Excerpt provided:

==*==

New Pd-catalyzed selective reduction of carboxylic acids to aldehydes

Abstract:
A catalyst generated in situ from palladium acetate and tricyclohexylphosphine efficiently catalyzes the reduction of carboxylic acids with sodium hypophosphite in the presence of pivalic anhydride to give aldehydes with high selectivity. The low cost and convenient handling of the reagents makes this process a valuable alternative to hydrogenations and metal hydride reductions.

==*==

Given entries:
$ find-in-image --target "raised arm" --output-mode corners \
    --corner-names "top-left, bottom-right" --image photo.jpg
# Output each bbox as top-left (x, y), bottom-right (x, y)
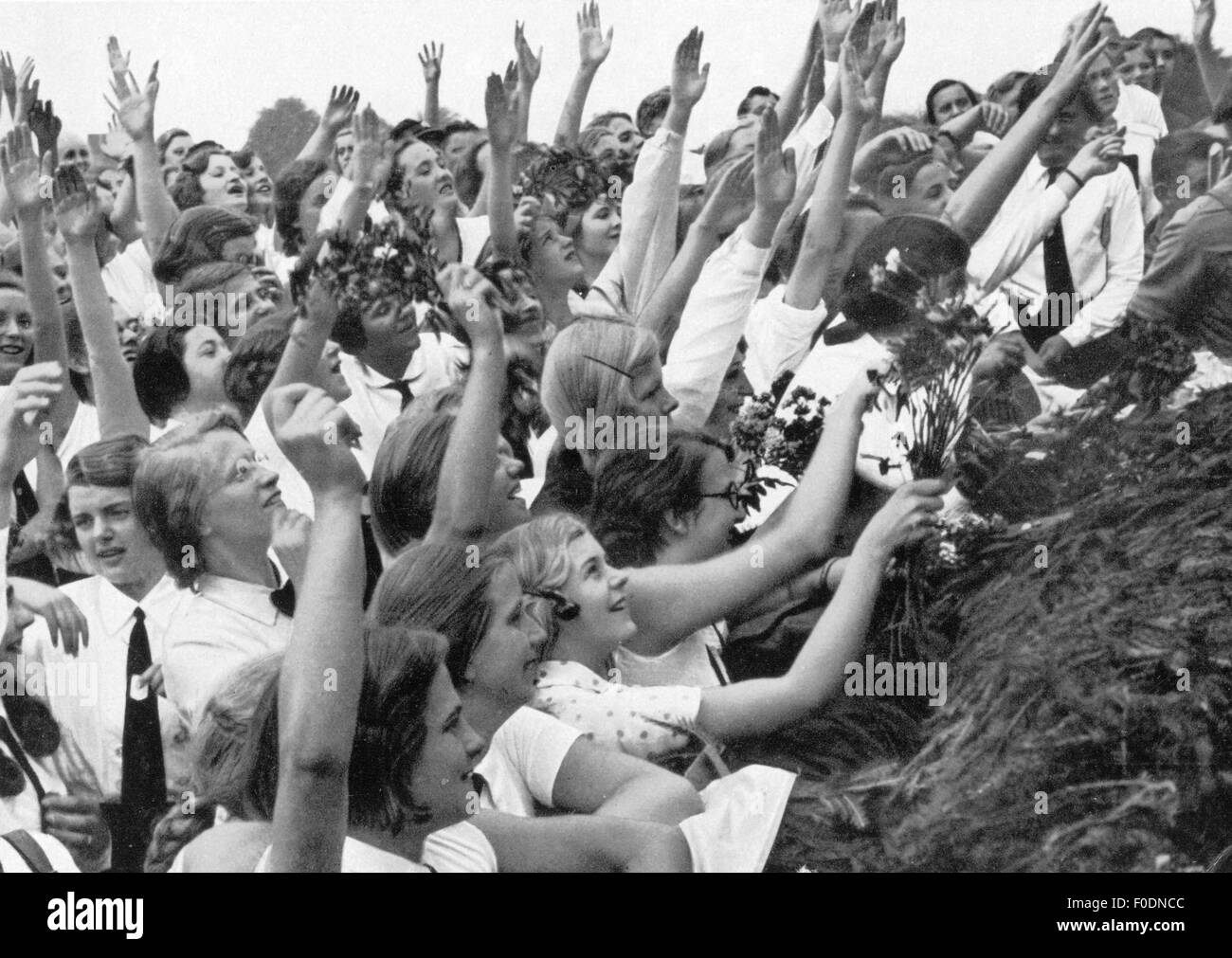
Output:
top-left (514, 24), bottom-right (543, 143)
top-left (266, 386), bottom-right (365, 872)
top-left (637, 149), bottom-right (752, 342)
top-left (419, 41), bottom-right (444, 127)
top-left (108, 45), bottom-right (180, 259)
top-left (945, 4), bottom-right (1108, 243)
top-left (0, 123), bottom-right (78, 445)
top-left (56, 166), bottom-right (151, 440)
top-left (483, 73), bottom-right (521, 262)
top-left (784, 45), bottom-right (876, 309)
top-left (698, 479), bottom-right (946, 741)
top-left (426, 264), bottom-right (505, 542)
top-left (296, 86), bottom-right (360, 163)
top-left (627, 367), bottom-right (881, 655)
top-left (554, 0), bottom-right (615, 149)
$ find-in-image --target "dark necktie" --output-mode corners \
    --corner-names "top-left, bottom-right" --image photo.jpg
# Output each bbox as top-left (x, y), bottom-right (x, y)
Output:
top-left (119, 606), bottom-right (167, 811)
top-left (1022, 170), bottom-right (1078, 352)
top-left (381, 379), bottom-right (415, 412)
top-left (0, 715), bottom-right (46, 802)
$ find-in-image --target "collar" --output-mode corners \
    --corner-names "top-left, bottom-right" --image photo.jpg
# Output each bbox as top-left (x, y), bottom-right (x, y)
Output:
top-left (534, 659), bottom-right (612, 696)
top-left (99, 575), bottom-right (180, 639)
top-left (340, 344), bottom-right (430, 389)
top-left (198, 572), bottom-right (280, 625)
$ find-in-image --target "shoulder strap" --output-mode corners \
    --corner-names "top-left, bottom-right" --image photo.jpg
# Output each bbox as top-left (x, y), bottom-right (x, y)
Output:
top-left (0, 831), bottom-right (56, 875)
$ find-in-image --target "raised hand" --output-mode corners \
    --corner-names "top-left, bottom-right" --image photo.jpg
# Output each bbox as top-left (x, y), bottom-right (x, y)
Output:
top-left (266, 383), bottom-right (364, 497)
top-left (103, 61), bottom-right (159, 140)
top-left (857, 479), bottom-right (950, 558)
top-left (672, 27), bottom-right (710, 107)
top-left (419, 41), bottom-right (444, 83)
top-left (1048, 4), bottom-right (1108, 99)
top-left (817, 0), bottom-right (859, 61)
top-left (752, 106), bottom-right (796, 216)
top-left (483, 73), bottom-right (518, 153)
top-left (348, 103), bottom-right (397, 194)
top-left (320, 86), bottom-right (360, 136)
top-left (839, 42), bottom-right (877, 122)
top-left (1190, 0), bottom-right (1215, 45)
top-left (514, 24), bottom-right (543, 89)
top-left (578, 0), bottom-right (613, 70)
top-left (0, 362), bottom-right (64, 486)
top-left (27, 99), bottom-right (64, 156)
top-left (0, 123), bottom-right (45, 218)
top-left (698, 154), bottom-right (754, 237)
top-left (53, 166), bottom-right (102, 244)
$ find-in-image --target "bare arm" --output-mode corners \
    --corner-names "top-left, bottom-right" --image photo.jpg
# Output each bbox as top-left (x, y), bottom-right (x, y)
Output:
top-left (110, 50), bottom-right (180, 260)
top-left (698, 479), bottom-right (946, 741)
top-left (552, 737), bottom-right (703, 825)
top-left (783, 45), bottom-right (876, 309)
top-left (426, 264), bottom-right (505, 542)
top-left (484, 74), bottom-right (520, 262)
top-left (419, 41), bottom-right (444, 127)
top-left (266, 386), bottom-right (364, 872)
top-left (554, 0), bottom-right (615, 149)
top-left (296, 86), bottom-right (360, 163)
top-left (56, 166), bottom-right (151, 440)
top-left (0, 123), bottom-right (78, 445)
top-left (628, 377), bottom-right (879, 655)
top-left (945, 4), bottom-right (1106, 243)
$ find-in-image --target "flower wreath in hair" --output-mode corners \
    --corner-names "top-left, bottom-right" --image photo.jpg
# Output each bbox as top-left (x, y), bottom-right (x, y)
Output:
top-left (514, 147), bottom-right (610, 231)
top-left (316, 217), bottom-right (448, 333)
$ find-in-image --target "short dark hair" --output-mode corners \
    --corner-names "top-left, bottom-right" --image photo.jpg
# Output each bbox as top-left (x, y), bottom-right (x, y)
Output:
top-left (589, 430), bottom-right (734, 568)
top-left (735, 86), bottom-right (779, 119)
top-left (223, 322), bottom-right (291, 423)
top-left (168, 140), bottom-right (233, 209)
top-left (636, 86), bottom-right (672, 136)
top-left (274, 160), bottom-right (330, 255)
top-left (154, 206), bottom-right (258, 284)
top-left (924, 80), bottom-right (980, 127)
top-left (133, 324), bottom-right (192, 423)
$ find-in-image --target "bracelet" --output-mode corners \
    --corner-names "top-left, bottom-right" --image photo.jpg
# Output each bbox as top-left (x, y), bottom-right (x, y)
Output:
top-left (1060, 166), bottom-right (1087, 190)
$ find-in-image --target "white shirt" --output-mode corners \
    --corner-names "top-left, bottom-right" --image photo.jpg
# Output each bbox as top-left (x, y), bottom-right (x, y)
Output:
top-left (475, 707), bottom-right (582, 819)
top-left (972, 157), bottom-right (1143, 346)
top-left (22, 575), bottom-right (191, 798)
top-left (341, 333), bottom-right (471, 478)
top-left (163, 574), bottom-right (291, 729)
top-left (662, 226), bottom-right (770, 428)
top-left (253, 822), bottom-right (497, 873)
top-left (102, 240), bottom-right (163, 316)
top-left (1113, 80), bottom-right (1168, 222)
top-left (744, 285), bottom-right (826, 393)
top-left (575, 126), bottom-right (684, 316)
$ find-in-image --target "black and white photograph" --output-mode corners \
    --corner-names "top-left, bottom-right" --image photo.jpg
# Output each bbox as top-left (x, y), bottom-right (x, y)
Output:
top-left (0, 0), bottom-right (1232, 926)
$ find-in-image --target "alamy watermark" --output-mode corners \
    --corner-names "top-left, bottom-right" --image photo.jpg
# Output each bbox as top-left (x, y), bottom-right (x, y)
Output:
top-left (842, 655), bottom-right (949, 707)
top-left (564, 408), bottom-right (669, 460)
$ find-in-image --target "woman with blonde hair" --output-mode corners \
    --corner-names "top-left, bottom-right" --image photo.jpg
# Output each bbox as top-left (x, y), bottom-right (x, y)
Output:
top-left (533, 319), bottom-right (679, 515)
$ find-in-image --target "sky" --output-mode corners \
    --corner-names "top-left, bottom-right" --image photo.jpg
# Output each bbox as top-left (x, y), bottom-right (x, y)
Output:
top-left (0, 0), bottom-right (1232, 149)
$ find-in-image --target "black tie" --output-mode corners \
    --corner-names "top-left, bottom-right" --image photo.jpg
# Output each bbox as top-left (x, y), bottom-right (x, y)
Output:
top-left (1022, 170), bottom-right (1078, 352)
top-left (119, 606), bottom-right (167, 813)
top-left (381, 379), bottom-right (415, 412)
top-left (0, 715), bottom-right (46, 802)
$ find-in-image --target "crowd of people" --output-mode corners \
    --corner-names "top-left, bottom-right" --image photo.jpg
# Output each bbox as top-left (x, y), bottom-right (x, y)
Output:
top-left (0, 0), bottom-right (1232, 872)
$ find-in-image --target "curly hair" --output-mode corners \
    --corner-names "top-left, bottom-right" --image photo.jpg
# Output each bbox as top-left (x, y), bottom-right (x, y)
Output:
top-left (317, 223), bottom-right (447, 356)
top-left (590, 430), bottom-right (734, 568)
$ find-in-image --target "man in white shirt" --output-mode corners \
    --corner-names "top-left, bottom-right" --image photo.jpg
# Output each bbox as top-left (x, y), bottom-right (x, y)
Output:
top-left (24, 436), bottom-right (190, 868)
top-left (972, 78), bottom-right (1143, 408)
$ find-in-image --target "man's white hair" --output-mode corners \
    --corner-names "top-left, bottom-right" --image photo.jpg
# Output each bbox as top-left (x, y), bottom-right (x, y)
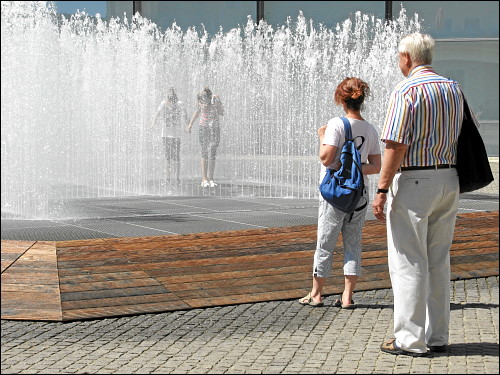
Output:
top-left (398, 33), bottom-right (436, 65)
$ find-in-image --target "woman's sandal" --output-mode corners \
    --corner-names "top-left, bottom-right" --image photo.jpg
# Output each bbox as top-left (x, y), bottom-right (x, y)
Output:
top-left (299, 293), bottom-right (323, 307)
top-left (335, 297), bottom-right (356, 309)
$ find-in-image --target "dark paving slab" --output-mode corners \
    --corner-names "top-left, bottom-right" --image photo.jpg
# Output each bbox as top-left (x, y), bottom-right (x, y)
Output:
top-left (1, 194), bottom-right (499, 241)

==*==

Short task:
Return the passage of the palladium-catalyzed reduction abstract between "New Pd-catalyzed selective" and "metal hydride reductions.", inclusive, copied verbatim.

Response to this task:
New Pd-catalyzed selective reduction of carboxylic acids to aldehydes

Abstract:
A catalyst generated in situ from palladium acetate and tricyclohexylphosphine efficiently catalyzes the reduction of carboxylic acids with sodium hypophosphite in the presence of pivalic anhydride to give aldehydes with high selectivity. The low cost and convenient handling of the reagents makes this process a valuable alternative to hydrogenations and metal hydride reductions.